- Seitenauszug
==============================

© JUNGE FREIHEIT Verlag GmbH & Co. KG www.jungefreiheit.de 49/20 / 27. November 2020

Das Gesetz der Staße aus dem Libanon
Ein arabischer Clan-Chef schildert sein Leben in Deutschland und das Wertebild im Milieu
Anett Harangi

Mahmoud Al-Zein, ein prominentes Clan-Oberhaupt einer der einflußreichsten Großfamilien im heutigen Deutschland, versucht mit seinem autobiographischen Werk einen Einblick in sein Leben und gleichzeitig einen Blick hinter die ClanKulissen zu geben. Damit trifft das Buch einen Nerv der Zeit: Arabische Clans beherrschen viele kriminelle Bereiche deutscher Großstädte, gerade die jüngsten, teilweise hilflosen Versuche der Staatsgewalt, diese Milieus zu zerschlagen, dominieren derzeit die Schlagzeilen. Es vergeht kaum eine Woche, in der nicht von spektakulären Überfällen, Familien-Fehden oder von No-go-Areas berichtet wird. 

Geschlagen mit dem Namen „Pate von Berlin“, den er selbst nie wollte, möchte Al-Zein gerade die jüngere Generation der Einwanderer, die 2015 in die Bundesrepublik strömten, vor dem Preis der Macht warnen und rät davon  ab, seinen Weg einzuschlagen. Denn ein libanesisches Sprichwort besage: „Leben heißt borgen und zurückzahlen.“ 

Der Autor beginnt mit dem Ende seiner Biographie, indem er die Stunden vor seinem „Sturz von Kripo und Presse“, wie er es selbst nannte, darstellt und den roten Faden seiner Selbstdarstellung vorgibt. Für ihn zähle nur, daß er seinen eigenen Prinzipien treu bleibe und damit seinen Einfluß geltend mache. Schon in dieser Einleitung wird deutlich, daß er die Regeln in Deutschland nie so richtig verstanden hat.

==============================

- Aufgeführte Einträge
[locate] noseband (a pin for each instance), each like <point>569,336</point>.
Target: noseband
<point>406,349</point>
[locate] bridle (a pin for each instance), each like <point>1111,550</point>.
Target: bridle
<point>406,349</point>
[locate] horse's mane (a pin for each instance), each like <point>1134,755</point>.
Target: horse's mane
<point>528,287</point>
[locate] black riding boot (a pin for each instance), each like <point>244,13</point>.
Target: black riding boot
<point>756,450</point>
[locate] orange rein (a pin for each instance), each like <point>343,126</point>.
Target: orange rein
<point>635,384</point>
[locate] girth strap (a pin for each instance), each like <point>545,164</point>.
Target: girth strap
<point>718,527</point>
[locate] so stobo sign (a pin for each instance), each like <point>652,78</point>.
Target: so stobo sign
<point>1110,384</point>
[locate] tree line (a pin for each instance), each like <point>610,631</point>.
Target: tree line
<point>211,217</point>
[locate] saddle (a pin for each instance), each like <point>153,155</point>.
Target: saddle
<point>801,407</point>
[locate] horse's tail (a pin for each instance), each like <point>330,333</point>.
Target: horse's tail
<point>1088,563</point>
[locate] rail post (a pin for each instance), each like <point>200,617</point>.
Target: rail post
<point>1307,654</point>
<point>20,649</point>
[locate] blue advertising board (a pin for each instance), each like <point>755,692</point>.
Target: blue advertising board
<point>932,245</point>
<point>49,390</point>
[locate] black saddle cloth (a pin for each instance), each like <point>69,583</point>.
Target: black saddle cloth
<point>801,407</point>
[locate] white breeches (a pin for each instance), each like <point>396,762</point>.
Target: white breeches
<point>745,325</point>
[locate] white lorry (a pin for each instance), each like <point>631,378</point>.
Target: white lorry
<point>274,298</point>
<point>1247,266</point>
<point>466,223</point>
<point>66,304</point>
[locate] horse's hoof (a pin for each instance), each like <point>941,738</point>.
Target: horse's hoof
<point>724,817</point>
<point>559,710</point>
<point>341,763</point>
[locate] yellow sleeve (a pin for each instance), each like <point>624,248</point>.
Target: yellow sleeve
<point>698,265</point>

==============================

- Aufgaben
a: Welchen Beinamen wollte Mahmoud Al-Zein laut dem Seitenauszug selbst nie haben?
b: Zitieren Sie aus dem Seitenauszug wortgetreu die Stelle, die mit „Der Autor beginnt“ einsetzt und bis einschließlich „richtig verstanden hat.“ reicht.

- Antworten je Aufgabe
a: „Pate von Berlin“

b:
Der Autor beginnt mit dem Ende seiner Biographie, indem er die Stunden vor seinem „Sturz von Kripo und Presse“, wie er es selbst nannte, darstellt und den roten Faden seiner Selbstdarstellung vorgibt. Für ihn zähle nur, daß er seinen eigenen Prinzipien treu bleibe und damit seinen Einfluß geltend mache. Schon in dieser Einleitung wird deutlich, daß er die Regeln in Deutschland nie so richtig verstanden hat.